• _Task objective_:
Reproduce all entries verbatim, with nothing added or dropped.

• _Data supplied_:
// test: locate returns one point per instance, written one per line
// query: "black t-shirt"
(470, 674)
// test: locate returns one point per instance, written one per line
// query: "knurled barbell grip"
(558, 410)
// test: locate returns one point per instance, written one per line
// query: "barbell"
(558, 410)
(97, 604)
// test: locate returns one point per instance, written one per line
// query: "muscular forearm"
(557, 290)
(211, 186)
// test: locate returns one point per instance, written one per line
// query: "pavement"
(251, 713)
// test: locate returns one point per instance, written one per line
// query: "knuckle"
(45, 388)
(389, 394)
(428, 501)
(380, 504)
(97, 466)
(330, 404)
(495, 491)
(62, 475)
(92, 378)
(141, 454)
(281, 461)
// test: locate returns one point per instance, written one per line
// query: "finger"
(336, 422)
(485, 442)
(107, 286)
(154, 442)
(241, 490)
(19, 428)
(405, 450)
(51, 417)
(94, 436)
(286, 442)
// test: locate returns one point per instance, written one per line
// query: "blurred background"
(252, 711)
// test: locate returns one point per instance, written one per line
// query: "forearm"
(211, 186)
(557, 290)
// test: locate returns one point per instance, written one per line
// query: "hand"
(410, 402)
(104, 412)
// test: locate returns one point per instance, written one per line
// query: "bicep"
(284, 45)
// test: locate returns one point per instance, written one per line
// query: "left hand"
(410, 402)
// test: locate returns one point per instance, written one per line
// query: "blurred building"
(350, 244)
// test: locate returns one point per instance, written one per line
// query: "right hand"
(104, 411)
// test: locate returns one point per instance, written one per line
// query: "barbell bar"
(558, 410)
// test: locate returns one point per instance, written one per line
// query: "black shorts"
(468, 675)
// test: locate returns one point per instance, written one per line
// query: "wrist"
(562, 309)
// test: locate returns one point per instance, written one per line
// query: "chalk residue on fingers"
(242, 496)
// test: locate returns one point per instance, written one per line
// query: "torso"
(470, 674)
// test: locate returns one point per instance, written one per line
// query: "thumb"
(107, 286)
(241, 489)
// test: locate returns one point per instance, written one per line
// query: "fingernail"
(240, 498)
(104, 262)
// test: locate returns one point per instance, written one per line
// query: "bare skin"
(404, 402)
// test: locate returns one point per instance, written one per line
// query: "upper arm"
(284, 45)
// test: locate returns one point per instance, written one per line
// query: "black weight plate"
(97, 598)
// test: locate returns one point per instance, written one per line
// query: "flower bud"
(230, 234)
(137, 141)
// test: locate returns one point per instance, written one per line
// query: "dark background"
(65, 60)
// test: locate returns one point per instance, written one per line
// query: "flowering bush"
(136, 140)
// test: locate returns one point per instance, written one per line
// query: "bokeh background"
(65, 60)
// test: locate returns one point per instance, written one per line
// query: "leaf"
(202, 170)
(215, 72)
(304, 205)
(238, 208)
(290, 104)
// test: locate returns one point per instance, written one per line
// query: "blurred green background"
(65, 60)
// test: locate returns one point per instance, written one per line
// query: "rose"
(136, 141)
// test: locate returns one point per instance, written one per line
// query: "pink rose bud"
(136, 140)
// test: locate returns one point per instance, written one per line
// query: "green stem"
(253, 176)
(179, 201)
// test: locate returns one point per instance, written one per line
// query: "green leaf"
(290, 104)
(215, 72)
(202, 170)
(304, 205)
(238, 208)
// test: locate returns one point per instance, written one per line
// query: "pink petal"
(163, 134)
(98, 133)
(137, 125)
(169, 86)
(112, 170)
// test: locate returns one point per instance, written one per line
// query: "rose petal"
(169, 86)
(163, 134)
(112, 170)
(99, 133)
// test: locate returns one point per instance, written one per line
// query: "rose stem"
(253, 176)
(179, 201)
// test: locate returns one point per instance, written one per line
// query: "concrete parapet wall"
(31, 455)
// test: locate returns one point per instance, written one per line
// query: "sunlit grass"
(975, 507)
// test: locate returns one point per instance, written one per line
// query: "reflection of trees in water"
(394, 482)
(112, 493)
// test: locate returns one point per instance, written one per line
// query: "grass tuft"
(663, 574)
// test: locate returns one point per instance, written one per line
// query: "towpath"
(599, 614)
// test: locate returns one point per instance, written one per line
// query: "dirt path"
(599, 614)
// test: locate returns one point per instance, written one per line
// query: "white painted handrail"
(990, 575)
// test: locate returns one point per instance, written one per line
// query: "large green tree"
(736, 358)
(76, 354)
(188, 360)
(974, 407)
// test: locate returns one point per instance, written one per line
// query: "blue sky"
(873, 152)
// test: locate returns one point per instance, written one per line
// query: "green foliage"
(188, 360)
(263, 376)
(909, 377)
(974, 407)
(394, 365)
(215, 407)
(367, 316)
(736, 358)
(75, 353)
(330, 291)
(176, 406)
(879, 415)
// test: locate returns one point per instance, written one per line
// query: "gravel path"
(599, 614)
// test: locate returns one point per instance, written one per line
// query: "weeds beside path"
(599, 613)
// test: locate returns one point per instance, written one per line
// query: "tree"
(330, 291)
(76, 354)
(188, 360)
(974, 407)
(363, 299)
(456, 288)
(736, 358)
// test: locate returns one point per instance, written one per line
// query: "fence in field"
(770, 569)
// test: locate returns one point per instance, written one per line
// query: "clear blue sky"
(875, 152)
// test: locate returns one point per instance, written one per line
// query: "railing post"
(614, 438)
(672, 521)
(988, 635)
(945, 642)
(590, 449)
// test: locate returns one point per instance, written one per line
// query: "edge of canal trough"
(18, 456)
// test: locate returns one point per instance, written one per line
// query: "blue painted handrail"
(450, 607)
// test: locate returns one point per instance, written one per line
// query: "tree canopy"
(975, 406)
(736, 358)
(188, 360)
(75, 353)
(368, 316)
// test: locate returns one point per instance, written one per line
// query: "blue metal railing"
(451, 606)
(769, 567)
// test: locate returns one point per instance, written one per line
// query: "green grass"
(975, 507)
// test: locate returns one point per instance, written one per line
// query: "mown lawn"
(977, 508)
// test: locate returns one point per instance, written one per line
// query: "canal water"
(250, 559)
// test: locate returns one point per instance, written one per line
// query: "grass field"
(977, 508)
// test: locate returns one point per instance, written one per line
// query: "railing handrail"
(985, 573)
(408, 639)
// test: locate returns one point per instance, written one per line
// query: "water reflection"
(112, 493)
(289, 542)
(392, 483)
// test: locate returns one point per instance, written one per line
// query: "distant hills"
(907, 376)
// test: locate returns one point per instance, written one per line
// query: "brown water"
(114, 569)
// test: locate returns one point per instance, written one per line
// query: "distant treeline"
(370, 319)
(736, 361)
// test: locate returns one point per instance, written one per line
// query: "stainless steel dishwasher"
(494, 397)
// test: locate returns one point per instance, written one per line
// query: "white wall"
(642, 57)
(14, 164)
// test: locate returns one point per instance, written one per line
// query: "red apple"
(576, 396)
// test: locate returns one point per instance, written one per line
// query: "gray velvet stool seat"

• _Answer area_:
// test: locate returns one point per instance, written one per line
// query: "black t-shirt"
(470, 674)
// test: locate returns one point per instance, written one per line
// query: "knurled barbell grip"
(558, 410)
// test: locate returns one point per instance, written one per line
// query: "barbell"
(558, 410)
(97, 604)
// test: locate returns one point per instance, written one per line
// query: "muscular forearm"
(557, 290)
(211, 186)
// test: locate returns one point per instance, written one per line
// query: "pavement"
(251, 713)
// test: locate returns one point per instance, written one per line
// query: "knuckle"
(45, 388)
(389, 394)
(428, 501)
(380, 504)
(97, 466)
(330, 404)
(495, 491)
(62, 475)
(92, 378)
(141, 454)
(281, 461)
// test: locate returns one point per instance, written one per line
// query: "finger"
(336, 422)
(485, 442)
(107, 286)
(154, 442)
(241, 490)
(19, 428)
(405, 450)
(51, 417)
(94, 436)
(286, 442)
// test: locate returns one point per instance, written one per line
// query: "blurred background"
(252, 711)
// test: locate returns one point per instance, written one per line
// query: "forearm"
(211, 186)
(557, 290)
// test: locate returns one point per instance, written one per line
// query: "hand"
(410, 402)
(104, 412)
// test: locate returns one point per instance, written one per line
// query: "bicep"
(284, 45)
// test: locate returns one point per instance, written one per line
// query: "left hand"
(410, 402)
// test: locate returns one point per instance, written one per line
// query: "blurred building"
(350, 244)
// test: locate returns one point per instance, written one per line
// query: "right hand"
(104, 411)
// test: locate returns one point per instance, written one per line
// query: "barbell bar"
(558, 410)
// test: locate returns one point per instance, written one per line
// query: "black shorts"
(468, 675)
// test: locate returns one point per instance, written one per line
// query: "wrist"
(562, 309)
// test: locate returns one point per instance, written one per line
// query: "chalk residue on fingers"
(242, 496)
// test: locate returns one point per instance, written one per line
// query: "torso"
(470, 674)
// test: locate returns one point per instance, written one per line
// query: "thumb"
(107, 286)
(241, 489)
// test: locate returns one point per instance, written one per line
// query: "fingernail"
(240, 498)
(104, 262)
// test: locate returns one point per instance, written one per line
// query: "bare skin"
(404, 402)
// test: locate returns one point per instance, written one per line
// query: "upper arm"
(284, 45)
// test: locate returns one point per instance, written one per line
// query: "black weight plate"
(97, 598)
// test: locate returns one point per instance, written one per line
// query: "flower bud"
(230, 234)
(137, 141)
// test: locate returns one point per instance, written one per line
// query: "dark background"
(65, 60)
// test: locate returns one point per instance, written one per line
// query: "flowering bush"
(136, 140)
// test: locate returns one point per instance, written one per line
// query: "bokeh background"
(65, 60)
// test: locate returns one point per instance, written one per line
// query: "leaf"
(202, 170)
(215, 72)
(304, 205)
(238, 208)
(290, 104)
// test: locate returns one point per instance, written one per line
// query: "blurred green background"
(65, 60)
// test: locate returns one point per instance, written one per line
// query: "rose"
(136, 141)
// test: locate returns one point per instance, written one per line
// query: "pink rose bud"
(136, 140)
// test: locate returns one point per instance, written one per line
// query: "green stem"
(253, 176)
(179, 201)
// test: locate returns one point per instance, written one per line
// query: "green leaf"
(290, 104)
(215, 72)
(202, 170)
(304, 205)
(238, 208)
// test: locate returns one point per instance, written one per line
// query: "pink petal"
(163, 134)
(98, 133)
(137, 125)
(169, 86)
(112, 170)
// test: locate returns one point per instance, written one per line
// query: "rose petal"
(169, 86)
(163, 134)
(112, 170)
(99, 133)
// test: locate returns one point per instance, written one per line
// query: "rose stem"
(253, 176)
(179, 201)
// test: locate returns one point per instance, written one per line
// query: "concrete parapet wall"
(31, 455)
// test: locate returns one point per instance, written one per line
// query: "sunlit grass"
(975, 507)
// test: locate returns one point per instance, written one per line
// query: "reflection of trees in water"
(394, 482)
(112, 493)
// test: locate returns one point per instance, written one per line
// query: "grass tuft"
(663, 574)
// test: locate returns one point per instance, written one per line
// query: "towpath"
(599, 614)
// test: locate returns one point per instance, written one per line
// query: "dirt path"
(599, 614)
// test: locate returns one point per instance, written one per line
// query: "white painted handrail"
(990, 575)
// test: locate returns one point per instance, written one per line
// query: "large green tree"
(736, 358)
(76, 354)
(188, 360)
(974, 407)
// test: locate returns one point per instance, written one per line
// query: "blue sky"
(873, 152)
// test: locate returns one point per instance, written one per line
// query: "green foliage"
(188, 360)
(263, 376)
(909, 377)
(974, 407)
(394, 365)
(215, 407)
(367, 316)
(736, 358)
(75, 353)
(330, 291)
(176, 406)
(879, 415)
// test: locate returns one point per instance, written one per line
// query: "gravel path"
(599, 614)
// test: locate returns one point per instance, written one per line
// query: "weeds beside path"
(599, 613)
// test: locate returns one point per instance, written one per line
// query: "tree"
(330, 291)
(76, 354)
(188, 360)
(974, 407)
(363, 299)
(456, 288)
(736, 358)
// test: locate returns one point per instance, written one per line
// query: "fence in field"
(770, 569)
// test: locate returns one point per instance, written one per line
// query: "clear blue sky"
(875, 152)
// test: locate returns one point per instance, written one per line
// query: "railing post"
(614, 438)
(672, 521)
(988, 635)
(945, 642)
(590, 449)
// test: locate returns one point per instance, written one per line
// query: "edge of canal trough"
(18, 456)
// test: locate returns one point per instance, written one per line
// query: "blue painted handrail"
(450, 607)
// test: locate returns one point per instance, written one per line
// query: "tree canopy"
(975, 406)
(736, 358)
(188, 360)
(75, 353)
(368, 316)
// test: locate returns one point per instance, written one per line
// query: "blue metal railing"
(451, 606)
(769, 567)
// test: locate returns one point per instance, written one per line
// query: "green grass"
(975, 507)
// test: locate returns one point per instance, written one per line
// query: "mown lawn"
(977, 508)
// test: locate returns one point per instance, written one per line
// query: "canal water"
(250, 559)
// test: locate returns one point per instance, written one per line
// query: "grass field"
(977, 508)
// test: locate returns one point per instance, written one per line
// query: "railing handrail"
(985, 573)
(408, 639)
// test: locate returns one point per instance, written one per line
// query: "water reflection"
(112, 493)
(289, 542)
(392, 483)
// test: locate returns one point per instance, written one per line
// query: "distant hills"
(907, 376)
// test: locate returns one point per instance, written one per line
// query: "brown water"
(114, 569)
// test: locate returns one point per instance, written one per line
// query: "distant treeline"
(370, 319)
(736, 361)
// test: locate returns one point per instance, written one per line
// query: "stainless steel dishwasher"
(494, 397)
// test: locate returns one point per instance, written one per line
// query: "white wall"
(642, 57)
(14, 164)
// test: locate returns one point per instance, written one per line
// query: "red apple"
(576, 396)
// test: locate returns one point per instance, written one per line
// query: "gray velvet stool seat"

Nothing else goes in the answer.